- Prompt -
Rewrite the entries below so that every "the point deepest inside it" becomes "the innermost point", with everything else left the same.

---------- The data ----------

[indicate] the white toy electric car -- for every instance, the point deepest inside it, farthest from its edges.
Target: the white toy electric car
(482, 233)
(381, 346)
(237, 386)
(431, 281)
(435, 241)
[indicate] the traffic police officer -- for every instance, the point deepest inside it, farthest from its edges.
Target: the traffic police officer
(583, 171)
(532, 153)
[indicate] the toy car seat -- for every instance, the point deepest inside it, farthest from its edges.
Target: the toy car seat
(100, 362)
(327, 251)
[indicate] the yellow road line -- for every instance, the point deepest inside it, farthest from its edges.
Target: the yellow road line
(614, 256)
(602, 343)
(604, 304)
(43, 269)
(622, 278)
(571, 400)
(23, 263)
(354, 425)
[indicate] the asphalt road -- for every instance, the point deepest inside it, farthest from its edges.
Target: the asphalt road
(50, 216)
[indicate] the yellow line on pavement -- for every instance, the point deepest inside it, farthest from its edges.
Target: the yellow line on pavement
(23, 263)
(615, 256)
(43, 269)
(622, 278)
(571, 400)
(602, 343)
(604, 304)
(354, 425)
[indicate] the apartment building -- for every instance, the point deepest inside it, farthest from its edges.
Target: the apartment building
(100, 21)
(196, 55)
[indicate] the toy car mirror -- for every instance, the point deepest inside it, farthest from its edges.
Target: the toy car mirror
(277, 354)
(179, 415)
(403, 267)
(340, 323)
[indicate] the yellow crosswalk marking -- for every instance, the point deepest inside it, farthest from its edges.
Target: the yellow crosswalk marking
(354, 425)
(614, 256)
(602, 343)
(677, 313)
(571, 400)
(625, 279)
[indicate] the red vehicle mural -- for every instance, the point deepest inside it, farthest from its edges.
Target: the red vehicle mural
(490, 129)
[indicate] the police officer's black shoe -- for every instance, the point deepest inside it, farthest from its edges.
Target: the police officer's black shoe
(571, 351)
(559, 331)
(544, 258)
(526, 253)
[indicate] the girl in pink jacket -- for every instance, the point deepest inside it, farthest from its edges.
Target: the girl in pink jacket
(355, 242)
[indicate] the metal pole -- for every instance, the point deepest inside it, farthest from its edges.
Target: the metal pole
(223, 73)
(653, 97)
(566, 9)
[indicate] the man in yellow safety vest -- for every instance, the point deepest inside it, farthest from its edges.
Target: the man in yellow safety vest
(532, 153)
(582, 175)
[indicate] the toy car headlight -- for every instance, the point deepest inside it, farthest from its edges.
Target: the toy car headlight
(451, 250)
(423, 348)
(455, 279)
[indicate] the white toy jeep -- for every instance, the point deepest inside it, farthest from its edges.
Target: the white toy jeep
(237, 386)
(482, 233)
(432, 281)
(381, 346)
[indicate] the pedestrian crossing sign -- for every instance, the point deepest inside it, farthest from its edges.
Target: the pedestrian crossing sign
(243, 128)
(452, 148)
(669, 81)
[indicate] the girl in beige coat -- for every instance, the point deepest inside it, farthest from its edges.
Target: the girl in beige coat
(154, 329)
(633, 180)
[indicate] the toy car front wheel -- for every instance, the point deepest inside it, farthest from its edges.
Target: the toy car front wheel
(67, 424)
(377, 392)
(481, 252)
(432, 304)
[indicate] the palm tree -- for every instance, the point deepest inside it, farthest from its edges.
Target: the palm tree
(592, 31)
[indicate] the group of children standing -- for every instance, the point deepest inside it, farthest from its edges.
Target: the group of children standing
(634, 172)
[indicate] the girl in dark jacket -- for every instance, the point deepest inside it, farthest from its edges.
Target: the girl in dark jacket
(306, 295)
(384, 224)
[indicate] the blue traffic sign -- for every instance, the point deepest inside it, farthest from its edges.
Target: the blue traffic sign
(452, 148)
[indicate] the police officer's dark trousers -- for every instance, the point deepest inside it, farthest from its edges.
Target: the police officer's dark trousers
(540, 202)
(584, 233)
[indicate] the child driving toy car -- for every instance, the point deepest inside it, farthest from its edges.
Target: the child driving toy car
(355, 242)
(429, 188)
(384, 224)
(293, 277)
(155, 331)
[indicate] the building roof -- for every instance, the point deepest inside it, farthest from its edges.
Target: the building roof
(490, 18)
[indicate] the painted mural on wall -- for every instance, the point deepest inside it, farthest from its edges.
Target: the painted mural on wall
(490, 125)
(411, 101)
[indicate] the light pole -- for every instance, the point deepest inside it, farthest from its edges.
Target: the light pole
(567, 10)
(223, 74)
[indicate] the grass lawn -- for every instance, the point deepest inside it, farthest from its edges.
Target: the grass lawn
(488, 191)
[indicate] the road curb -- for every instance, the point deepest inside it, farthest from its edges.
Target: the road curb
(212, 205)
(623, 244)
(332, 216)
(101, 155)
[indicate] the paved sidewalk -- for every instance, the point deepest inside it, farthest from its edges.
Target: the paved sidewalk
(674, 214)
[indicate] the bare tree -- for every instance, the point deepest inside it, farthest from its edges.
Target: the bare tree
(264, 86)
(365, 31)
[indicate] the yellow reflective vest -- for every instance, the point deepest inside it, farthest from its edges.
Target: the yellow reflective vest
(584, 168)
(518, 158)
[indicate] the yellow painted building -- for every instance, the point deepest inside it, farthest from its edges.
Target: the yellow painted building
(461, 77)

----------

- Finished answer -
[indicate] the white toy electric car -- for every instance, the innermost point, farthest from its edges.
Target: the white toy electric car
(482, 233)
(381, 346)
(237, 386)
(431, 281)
(435, 241)
[indicate] the traffic police officer -- for every instance, the innermost point, farthest from its edges.
Target: the traffic police officer
(583, 171)
(532, 153)
[indicate] the toy car seat -- for every instance, the innermost point, farthest from its edges.
Target: the toy car seat
(100, 362)
(327, 251)
[indicate] the yellow road line -- for every instance, the innermost point, farthest from its edges.
Target: the yellow road line
(614, 256)
(602, 343)
(604, 304)
(43, 269)
(622, 278)
(571, 400)
(23, 263)
(354, 425)
[indicate] the asphalt road -- for every instance, the innermost point, farthest from its edges.
Target: the asphalt road
(50, 216)
[indicate] the yellow line on pavement -- for every instance, the innermost point, farthest from its edges.
Target: the yellow line on pavement
(23, 263)
(615, 256)
(43, 269)
(622, 278)
(571, 400)
(602, 343)
(604, 304)
(354, 425)
[indicate] the apartment building -- for every instance, the innermost point, farthest from its edges.
Target: the apartment building
(100, 21)
(196, 55)
[indicate] the toy car mirror -- for every instance, the innermost point, farthest from its edges.
Target: the toy car mirror
(277, 354)
(179, 415)
(403, 267)
(340, 323)
[indicate] the yellow crosswalk marking -- for every instance, the innermost point, farthest from its edges.
Target: the yellow crosswalk marking
(354, 425)
(614, 256)
(602, 343)
(677, 313)
(571, 400)
(625, 279)
[indicate] the red vehicle mural -- for every instance, the innermost point, farthest from its edges.
Target: the red vehicle mural
(490, 129)
[indicate] the police officer's black shoe -- for every instance, the innermost point, farthest from its edges.
Target: the police officer's black shoe
(571, 351)
(559, 331)
(544, 258)
(526, 253)
[indicate] the girl in pink jacket -- for every instance, the innermost point, farthest from its edges.
Target: the girl in pink jacket
(355, 242)
[indicate] the metal pole -- for every instance, the innermost point, farthest from its edges.
Target: the metal pole
(223, 73)
(653, 97)
(566, 9)
[indicate] the man in yellow safety vest -- for every instance, the innermost point, farthest from its edges.
Target: the man in yellow safety vest
(532, 153)
(582, 175)
[indicate] the toy car headlight -- for every instance, the innermost point, farthest from its edges.
Target: the toy car headlight
(451, 250)
(423, 348)
(455, 279)
[indicate] the white toy jeep -- for every instance, the innermost point, farthest from its edges.
Target: the white toy jeep
(237, 386)
(482, 233)
(432, 281)
(381, 346)
[indicate] the pedestrian crossing sign -- for every instance, the innermost point, farthest from its edges.
Target: the pedestrian crossing sign
(243, 128)
(452, 148)
(669, 81)
[indicate] the girl in beige coat -- for every instance, the innermost point, farthest from its edges.
Target: the girl in beige coat
(154, 329)
(633, 180)
[indicate] the toy car front wheel -- for every instance, the innermost point, farthest from its edges.
Target: the toy car front wheel
(67, 424)
(377, 392)
(481, 252)
(432, 304)
[indicate] the palm tree -- for every instance, the innermost point, farthest from its edges.
Target: the palm tree
(592, 31)
[indicate] the group of children standing -- for every instance, the innermost point, farthest from its edges.
Target: the group of children standing
(634, 172)
[indicate] the girl in dark jacket -- for every instance, the innermost point, farthest from its edges.
Target: the girl in dark jacket
(306, 295)
(384, 224)
[indicate] the blue traffic sign -- for every instance, the innermost point, farthest from its edges.
Target: the blue traffic sign
(452, 148)
[indicate] the police officer's dark trousers -- for every instance, the innermost point, farthest from its edges.
Target: the police officer's dark trousers
(540, 202)
(584, 233)
[indicate] the child driving toy car -- for every instance, the innermost point, farthest from its edges.
Target: the child driving toy car
(355, 242)
(429, 188)
(384, 224)
(293, 277)
(155, 331)
[indicate] the building roof -- for every instance, the innermost point, farthest from its edges.
Target: the building roof
(490, 18)
[indicate] the painted mural on wall -- for every instance, the innermost point, farthest from its edges.
Target: the painted mural on wall
(490, 125)
(411, 101)
[indicate] the light pole -- for every instance, the innermost point, farthest from its edges.
Target: the light pole
(567, 10)
(223, 74)
[indicate] the grass lawn -- for every instance, the innermost point, farthest from its edges.
Target: the grass lawn
(488, 191)
[indicate] the road curb -- for every instance, the innermost point, farthest from its edges.
Target: the road curb
(212, 205)
(623, 244)
(332, 216)
(101, 155)
[indicate] the paved sidewalk -- for every instance, the innermost point, farthest from its edges.
Target: the paved sidewalk
(674, 214)
[indicate] the bare tree -- for every instance, the innermost point, farthest from its edges.
Target: the bare tree
(264, 86)
(365, 31)
[indicate] the yellow reflective vest -- for every instance, the innermost point, farthest from its edges.
Target: the yellow reflective vest
(584, 168)
(518, 158)
[indicate] the yellow painted building -- for every instance, the innermost point, farthest from its edges.
Target: the yellow painted building
(461, 77)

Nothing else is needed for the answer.